TASK REQUIREMENTS:
Quote the full listing word for word.

----

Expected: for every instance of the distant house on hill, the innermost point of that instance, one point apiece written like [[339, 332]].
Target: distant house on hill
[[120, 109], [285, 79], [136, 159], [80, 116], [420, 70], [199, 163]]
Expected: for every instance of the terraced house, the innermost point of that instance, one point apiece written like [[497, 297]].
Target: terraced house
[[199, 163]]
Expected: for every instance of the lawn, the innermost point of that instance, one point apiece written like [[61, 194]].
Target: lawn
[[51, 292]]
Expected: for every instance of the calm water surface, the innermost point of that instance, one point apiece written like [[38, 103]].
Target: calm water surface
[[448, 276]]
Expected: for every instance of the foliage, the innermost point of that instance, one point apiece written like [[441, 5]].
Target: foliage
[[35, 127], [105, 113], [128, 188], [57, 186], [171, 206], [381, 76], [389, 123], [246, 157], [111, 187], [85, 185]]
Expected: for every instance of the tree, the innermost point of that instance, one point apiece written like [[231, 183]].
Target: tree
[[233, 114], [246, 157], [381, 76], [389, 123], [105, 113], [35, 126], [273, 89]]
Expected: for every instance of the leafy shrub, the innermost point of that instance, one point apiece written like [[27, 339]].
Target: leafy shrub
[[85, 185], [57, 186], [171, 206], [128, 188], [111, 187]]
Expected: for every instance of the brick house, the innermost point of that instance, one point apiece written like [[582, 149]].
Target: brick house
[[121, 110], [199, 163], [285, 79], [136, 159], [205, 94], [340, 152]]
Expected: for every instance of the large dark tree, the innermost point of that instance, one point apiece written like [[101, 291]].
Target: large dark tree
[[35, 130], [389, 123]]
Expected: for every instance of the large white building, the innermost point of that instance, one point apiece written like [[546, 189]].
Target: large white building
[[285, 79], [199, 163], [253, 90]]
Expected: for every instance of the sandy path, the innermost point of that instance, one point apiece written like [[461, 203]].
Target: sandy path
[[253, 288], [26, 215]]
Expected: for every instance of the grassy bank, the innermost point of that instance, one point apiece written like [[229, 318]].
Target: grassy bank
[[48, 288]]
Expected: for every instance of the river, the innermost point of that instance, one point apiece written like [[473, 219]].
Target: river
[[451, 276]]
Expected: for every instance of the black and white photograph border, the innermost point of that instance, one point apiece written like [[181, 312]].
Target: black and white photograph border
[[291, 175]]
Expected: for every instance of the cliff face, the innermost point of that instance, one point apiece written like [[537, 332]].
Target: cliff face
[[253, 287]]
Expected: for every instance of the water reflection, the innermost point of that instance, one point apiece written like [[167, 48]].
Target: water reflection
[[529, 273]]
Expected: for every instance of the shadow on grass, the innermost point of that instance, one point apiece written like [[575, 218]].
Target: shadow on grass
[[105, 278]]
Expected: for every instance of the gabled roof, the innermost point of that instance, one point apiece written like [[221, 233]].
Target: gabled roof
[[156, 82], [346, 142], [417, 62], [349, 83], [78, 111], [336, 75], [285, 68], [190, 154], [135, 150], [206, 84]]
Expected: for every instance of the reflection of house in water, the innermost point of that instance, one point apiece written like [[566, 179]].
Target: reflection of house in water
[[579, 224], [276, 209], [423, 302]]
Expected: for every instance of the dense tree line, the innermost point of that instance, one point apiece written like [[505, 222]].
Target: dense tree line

----

YOUR RESPONSE:
Expected: for every instance of the distant house on hill, the innermost point of that instance, one point apiece written like [[339, 332]].
Target: distant house on hill
[[120, 109], [285, 79], [136, 159], [80, 116], [420, 70], [199, 163]]
Expected: for every instance of the terraced house, the innermost point of that instance, one point apiece written like [[497, 297]].
Target: terraced house
[[199, 163]]
Expected: for every instance of the lawn, the innermost point of that instance, one point apiece written like [[61, 194]].
Target: lawn
[[51, 292]]
Expected: for every instance of the calm water surface, the innermost point of that instance, one point apiece written like [[38, 103]].
Target: calm water surface
[[448, 276]]
Expected: for every instance of the foliage, the innermost point of that instance, one point apiece written like [[441, 5]].
Target: foliage
[[35, 127], [105, 113], [128, 188], [57, 186], [171, 206], [381, 76], [389, 123], [246, 157], [111, 187], [85, 185]]
Expected: for every instance of the tree, the innermost point of that instance, one point apiece written like [[231, 183]].
Target: tree
[[233, 114], [246, 157], [381, 76], [389, 123], [105, 113], [35, 126], [273, 89]]
Expected: for every instance of the leafy shrub, the innermost point of that instance, one point apiece written like [[27, 339]].
Target: leafy shrub
[[85, 185], [57, 186], [171, 206], [128, 188], [111, 187]]
Expected: for every instance of the brick house, the innermost point of that instance, one point apiece written like [[582, 149]].
Target: brick house
[[121, 110], [199, 163], [285, 79], [136, 159], [205, 94], [340, 152]]
Expected: for every instance of the large dark tree, the innermost point of that instance, one point apiece written like [[101, 291]].
Target: large dark tree
[[35, 130], [389, 123]]
Expected: for every instance of the large white building, the innermost point of that instance, one point apiece written like [[546, 189]].
Target: large white building
[[285, 79], [199, 163], [253, 90]]
Expected: for every instance of the sandy path, the innermost point of that instance, one point apiece written like [[461, 203]].
Target: sandy path
[[253, 288], [26, 215]]
Expected: for every instance of the grassy bank, the innermost point of that instance, one point apiece written like [[229, 318]].
Target: grassy bank
[[48, 288]]
Expected: for every instance of the river, the innermost point of that instance, one point apiece written like [[473, 219]].
Target: river
[[451, 276]]
Expected: for every instance of the black and white photograph border, the innermost point of that instance, one point apiece written like [[181, 312]].
Target: black and white photograph border
[[291, 175]]
Expected: for every instance of the cliff face, the innermost point of that instance, one point apiece written like [[537, 332]].
Target: cliff face
[[253, 287]]
Expected: for every instance of the water reflection, the innermost point of that instance, one point apiece written like [[167, 48]].
Target: water reflection
[[529, 273]]
Expected: for every instance of the shadow on grass, the innermost point of that instance, one point apiece written like [[575, 218]].
Target: shadow on grass
[[105, 278]]
Expected: for every instance of the gabled roof, the innermost point of that instance, one point apiece written like [[221, 233]].
Target: gabled roof
[[156, 82], [346, 142], [417, 62], [349, 83], [78, 111], [336, 75], [285, 68], [190, 154], [135, 150], [206, 84]]
Expected: for every instance of the reflection of house in water, the innermost point of that instance, one point apiece written like [[566, 179]].
Target: reflection of house in water
[[579, 224], [276, 209], [423, 302]]
Expected: for every instance of the dense tree line, the innermost point of that instance, one point apiece written like [[505, 222]].
Target: dense tree line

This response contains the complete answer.